### BRIEF:
Pick up the interview with a storm chaser below and continue it from its final line.

### EXTRACT:
------------------------------------------------------------------------

Yep, a couple times. I haven’t been the last couple years due to jobs and the distance for just a couple days. Life took precedence the last couple years.
Are you more likely to hang out with other chasers while waiting for initiation, or sit alone on a country road watching the sky?
Hanging out, with the caveat that folks aren’t bolstering about decisions they’ve made or trying to tear down other folks for poor decisions. I really enjoy the comradery that comes with chasing, those of us who do this regularly (I like to think I’m a local regular) are kind of a rare breed, we share interests well beyond chasing that bring us all together. Those chats or football games on dirt roads in the middle of nowhere while watching a developing CU field are about the best around.
What is your favorite storm chase and why?
Similar to what I discussed above, 4/14/12 was my most memorable chase to date. It was an incredible day for me especially, as this was my first large tornado and “forecast” that I worked on. I’m novice in forecasting, always learning more each year, this was just incredibly photogenic chase that went well the entire time with a target I chose a couple days in advance.
What date burns in you (think bust) and why?
I really don’t have a specific date, I’ve had some drives to SW Kansas on blue sky busts but we just chalked it up to a road trip with friends anyway.
Do you always know why you made the wrong or right decisions to chase a particular day?
No, sometimes it just feels like a gut instinct to make a decision. There have been times where I see two potential targets with similar forecasts and I choose one over the other, with my elementary understanding of forecasting it’s for no scientific reason – just luck of the draw until I understand those decisions further.
How did you learn what you know about forecasting and meteorology?
I started with a NWS spotter class when I was younger, just to test the waters and see if I was interested. From that point it’s all been self education, fortunately there is soo much material available to read through, videos to watch, case studies and many books to read. With a culmination of videos and case studies I’ve reached the point I have at least some basic parameters that I look for and at, when making a target decision.
Do you consider the day a success even if you don’t witness a tornado?
Absolutely. I’m not a tornado chaser, I consider myself a storm chaser – many things occur within a storm. I’m a sucker for good structure and lightning, I’ll chase those two things specifically even if there’s not a major tornadic potential.
Do you feel short changed if you see a tornado from a greater distance to you than you prefer?
Well sure, I think we all would. Seeing a tornado is seeing a tornado at the end of the day – but we’d sure all prefer to be up closer.
How do you feel about the post “Storm Chaser” generation?
Touched on this a bit in my big paragraph above, I’m torn on this generation. Similar to those of us who are in the fire service with t-shirt firefighters, we saw “Storm Chaser” storm chasers grab that title and flood the roads simply because it was on TV and cool. That mentality is frustrating and a double edged sword, what standing do I have to challenge them? I don’t. I can’t challenge their interests, however this generation has made me question their true intentions. Fortunately in the last year or two we seem to be grinding back down to the regular chasers, which is nice.
Do you feel like the scientific community should get the same respect as emergency vehicles around storms?

------------------------------------------------------------------------

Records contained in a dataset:
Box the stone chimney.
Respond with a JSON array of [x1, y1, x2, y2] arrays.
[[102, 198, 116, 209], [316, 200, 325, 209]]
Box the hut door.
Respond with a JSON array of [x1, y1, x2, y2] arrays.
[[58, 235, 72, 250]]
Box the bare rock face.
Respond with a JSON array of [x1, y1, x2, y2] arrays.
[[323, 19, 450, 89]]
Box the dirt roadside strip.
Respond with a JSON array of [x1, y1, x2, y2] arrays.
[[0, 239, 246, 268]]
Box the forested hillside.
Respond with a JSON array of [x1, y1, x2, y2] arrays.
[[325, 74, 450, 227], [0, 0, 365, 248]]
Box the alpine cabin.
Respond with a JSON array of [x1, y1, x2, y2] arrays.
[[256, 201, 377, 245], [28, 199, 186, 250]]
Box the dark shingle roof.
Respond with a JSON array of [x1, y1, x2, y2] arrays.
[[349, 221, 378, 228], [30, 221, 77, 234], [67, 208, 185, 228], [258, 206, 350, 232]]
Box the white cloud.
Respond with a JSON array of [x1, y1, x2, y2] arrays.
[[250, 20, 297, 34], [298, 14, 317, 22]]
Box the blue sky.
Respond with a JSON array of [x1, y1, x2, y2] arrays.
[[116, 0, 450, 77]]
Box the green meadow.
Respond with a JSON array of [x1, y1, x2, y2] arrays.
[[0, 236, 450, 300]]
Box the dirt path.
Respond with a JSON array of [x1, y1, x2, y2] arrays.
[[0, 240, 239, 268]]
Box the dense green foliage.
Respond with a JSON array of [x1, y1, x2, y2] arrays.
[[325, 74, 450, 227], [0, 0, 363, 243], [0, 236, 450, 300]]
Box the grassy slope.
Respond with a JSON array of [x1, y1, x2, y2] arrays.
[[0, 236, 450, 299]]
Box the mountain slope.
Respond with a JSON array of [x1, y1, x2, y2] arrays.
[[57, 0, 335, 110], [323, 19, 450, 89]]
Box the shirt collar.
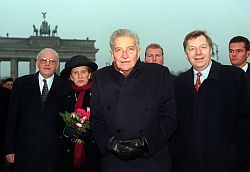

------------------------------------------------------------------------

### SOLVED PROBLEM:
Yes and no. For major research institutions just communication with local emergency crews stating they understand the risks and wish to be close, is one thing. I certainly don’t agree with local LE or emergency crews blocking access close to the storm for legitimate research, these folks know the risks more so than anybody involved. Now you get into the questions of what makes somebody qualified for this? Who has the authority to question their research validity? Similar to “Storm Chaser” storm chasers, we’ve all seen the guy who throws a mesonet on his car and calls himself a researcher – has he ever published anything, or does he do anything with data (if he even collects data)? No. Those are the folks that we must be careful of, they clog the roads for no reason and with no validity. When it comes to actively responding to an emergency with persons injured – (U)move(/U) and let us certified emergency responders through, end of discussion.
How you do you feel about the media in regards to the weather and chasing?
National sometimes can be frustrating, everything these days is so blown out of proportion just to get attention with “SUPER EXTREME WEATHER CENTER” and “EXTREME WEATHER LAB”, why can’t it just be called “Weather Desk” or “Weather Lab”? I chase for local media so I’d be a hypocrite if I said anything otherwise, I just grow frustrated with the over sale and blowing everything out of proportion. At the end of the day those descriptions and behaviors develop complacency amongst the public, they feel they can ignore warnings and other indicators unless it’s laced with “EXTREME” or other synonymous adjectives.
Who are the most influential people to you out in the field?
The public and public safety professionals. My career has been and will continue to be dedicated to public safety in law-enforcement, fire/rescue, communications and emergency management – I enjoy providing that ground truth verification to the NWS while participating in my biggest hobby, it’s a win win.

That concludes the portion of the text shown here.